== Data to use ==

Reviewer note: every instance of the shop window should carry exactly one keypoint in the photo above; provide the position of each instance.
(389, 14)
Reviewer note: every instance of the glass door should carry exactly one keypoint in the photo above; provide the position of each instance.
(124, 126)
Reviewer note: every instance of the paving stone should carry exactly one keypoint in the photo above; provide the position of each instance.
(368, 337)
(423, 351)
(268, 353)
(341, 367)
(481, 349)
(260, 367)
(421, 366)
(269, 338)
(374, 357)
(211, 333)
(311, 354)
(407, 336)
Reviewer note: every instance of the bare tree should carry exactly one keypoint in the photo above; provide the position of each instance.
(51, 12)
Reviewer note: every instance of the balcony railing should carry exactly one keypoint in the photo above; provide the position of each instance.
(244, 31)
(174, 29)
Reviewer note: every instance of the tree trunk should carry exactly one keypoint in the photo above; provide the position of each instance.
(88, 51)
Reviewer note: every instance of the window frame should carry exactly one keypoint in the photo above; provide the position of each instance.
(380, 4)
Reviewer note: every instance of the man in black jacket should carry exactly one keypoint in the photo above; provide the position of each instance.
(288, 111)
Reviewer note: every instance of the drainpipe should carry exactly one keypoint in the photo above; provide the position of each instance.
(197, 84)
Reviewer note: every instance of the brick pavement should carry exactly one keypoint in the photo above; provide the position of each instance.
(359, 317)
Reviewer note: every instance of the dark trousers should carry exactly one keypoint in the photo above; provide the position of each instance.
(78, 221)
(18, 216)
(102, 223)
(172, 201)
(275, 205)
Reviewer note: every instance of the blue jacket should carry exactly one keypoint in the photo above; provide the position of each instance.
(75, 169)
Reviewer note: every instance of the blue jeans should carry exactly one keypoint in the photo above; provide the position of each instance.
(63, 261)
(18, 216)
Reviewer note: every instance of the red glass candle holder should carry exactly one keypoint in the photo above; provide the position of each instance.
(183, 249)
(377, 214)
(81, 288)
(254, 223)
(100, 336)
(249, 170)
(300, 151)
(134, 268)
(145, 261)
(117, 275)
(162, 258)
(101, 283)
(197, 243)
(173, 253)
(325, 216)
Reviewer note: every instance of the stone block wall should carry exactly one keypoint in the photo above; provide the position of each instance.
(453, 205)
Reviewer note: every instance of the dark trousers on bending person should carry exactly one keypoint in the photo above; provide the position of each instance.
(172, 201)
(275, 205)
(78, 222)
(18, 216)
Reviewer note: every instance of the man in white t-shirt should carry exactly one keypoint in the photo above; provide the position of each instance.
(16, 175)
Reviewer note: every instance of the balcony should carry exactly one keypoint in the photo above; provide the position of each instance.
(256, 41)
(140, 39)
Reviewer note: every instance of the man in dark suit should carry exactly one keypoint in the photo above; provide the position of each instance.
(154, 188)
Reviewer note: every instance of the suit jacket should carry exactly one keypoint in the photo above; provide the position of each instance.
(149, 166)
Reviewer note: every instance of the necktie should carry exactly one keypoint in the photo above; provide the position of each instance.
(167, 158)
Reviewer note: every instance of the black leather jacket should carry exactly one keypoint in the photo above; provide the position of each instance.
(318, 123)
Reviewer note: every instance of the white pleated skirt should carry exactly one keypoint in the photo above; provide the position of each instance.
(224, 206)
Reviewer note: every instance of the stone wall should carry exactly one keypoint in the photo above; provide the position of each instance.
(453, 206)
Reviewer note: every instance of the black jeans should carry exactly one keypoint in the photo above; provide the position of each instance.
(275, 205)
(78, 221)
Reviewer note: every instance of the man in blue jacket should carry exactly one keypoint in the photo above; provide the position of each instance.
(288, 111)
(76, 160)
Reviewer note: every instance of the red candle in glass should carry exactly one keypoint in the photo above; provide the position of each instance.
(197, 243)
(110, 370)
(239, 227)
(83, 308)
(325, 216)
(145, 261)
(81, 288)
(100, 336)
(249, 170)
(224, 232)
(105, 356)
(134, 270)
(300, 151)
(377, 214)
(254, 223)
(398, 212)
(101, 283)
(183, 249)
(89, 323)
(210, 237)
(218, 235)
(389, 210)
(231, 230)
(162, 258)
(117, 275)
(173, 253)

===

__Task directions__:
Every record above should be written out exactly.

__Written response__:
Reviewer note: every instance of the shop window should carry exactly one keypoint in the photo above; provide the position of each instance.
(389, 14)
Reviewer note: every instance of the glass door should carry exactly one keypoint in the photo above; provide the position of each instance.
(124, 126)
Reviewer note: every instance of the paving stone should carry exactly one keypoint in the photo above; provide the position of each instance.
(368, 337)
(423, 351)
(268, 353)
(341, 367)
(481, 349)
(260, 367)
(421, 366)
(269, 338)
(374, 357)
(211, 333)
(311, 354)
(407, 336)
Reviewer note: every instance of the bare tree should carry exactly one keypoint in the photo above; provide the position of each instance.
(51, 12)
Reviewer note: every instance of the balcony railing should carry exactly one keypoint in the photo above; provide the position of each instance.
(244, 31)
(174, 29)
Reviewer note: every instance of the tree trunk should carry exactly one keypoint in the photo above; provide the position of each instance.
(88, 51)
Reviewer note: every instance of the window frame should carry exactly one keypoint in the photo above; provide the position of each instance.
(380, 4)
Reviewer note: every instance of the man in black jacket should carry exactly one keypoint in the photo above; provide the position of each instance.
(288, 111)
Reviewer note: every instance of the drainpipe should carry exactly one keypoint in the photo above; provide the position of each instance.
(197, 84)
Reviewer note: every instance of the brick pavement should carry exactly one keypoint in the photo above; provide the position of each instance.
(359, 317)
Reviewer note: every instance of the dark trousers should carry exactly one keypoint in the photo above; provide the position of each instance.
(78, 221)
(18, 216)
(102, 223)
(172, 201)
(275, 205)
Reviewer note: every instance of the blue jacket should carry exactly one keypoint in the photo above; provide the position of each instance.
(75, 169)
Reviewer note: every instance of the blue jeans should carry exactly one keypoint in the photo above; provide the position of each instance.
(63, 261)
(18, 216)
Reviewer note: every instance of the red glass candle holder should carry exactly one keypoint in the photo above; provide the position of each instance.
(183, 249)
(377, 214)
(81, 288)
(254, 223)
(100, 336)
(249, 170)
(300, 151)
(134, 268)
(145, 261)
(117, 275)
(162, 258)
(101, 283)
(197, 243)
(173, 253)
(325, 216)
Reviewer note: every instance of the stone block wall should carry exactly one keypoint in the photo above; provide the position of each instance.
(453, 205)
Reviewer note: every instance of the dark trousers on bending person should carry exactly one keypoint in the photo above; provide the position of each instance.
(172, 201)
(275, 205)
(78, 222)
(18, 216)
Reviewer note: every instance of the man in white t-shirt should carry exactly one keypoint in the photo above; provide the position of each instance.
(16, 175)
Reviewer note: every instance of the balcony should carry exactly one keypoint in the photo above; provide the position of each instance.
(256, 41)
(140, 39)
Reviewer note: every instance of the man in dark suit should carry exactly one keypoint in the photo above; provide the position of each instance.
(154, 188)
Reviewer note: every instance of the suit jacket should carry exactly one keypoint in the photo above; provide the position of each instance.
(149, 166)
Reviewer note: every instance of the necktie should carry exactly one keypoint in the photo above; provide the position of each instance.
(167, 158)
Reviewer note: every instance of the black leather jacket should carry exactly one keypoint in the photo above; provide the position of each instance.
(318, 123)
Reviewer note: every instance of the white pleated skirt should carry exactly one keypoint in the photo above; provide the position of each instance.
(224, 206)
Reviewer note: every instance of the stone wall should carry exactly one keypoint in the photo above; provide the position of each instance.
(453, 206)
Reviewer note: every instance of the black jeans should carry exactly one keypoint in the photo above; provide the position of each instance.
(275, 205)
(78, 221)
Reviewer note: every instance of the man in blue jacket should carry exactly one keypoint in the photo above; provide the position of each instance.
(288, 111)
(76, 160)
Reviewer note: every instance of the red candle in glass should carry exactly one keypoint in the photo above; provide the position of each instance.
(197, 243)
(110, 370)
(239, 227)
(83, 308)
(325, 216)
(145, 261)
(81, 288)
(100, 336)
(249, 170)
(224, 232)
(105, 356)
(134, 270)
(300, 151)
(377, 214)
(254, 223)
(398, 212)
(101, 283)
(183, 249)
(89, 323)
(210, 237)
(218, 235)
(389, 210)
(231, 230)
(162, 258)
(117, 275)
(173, 253)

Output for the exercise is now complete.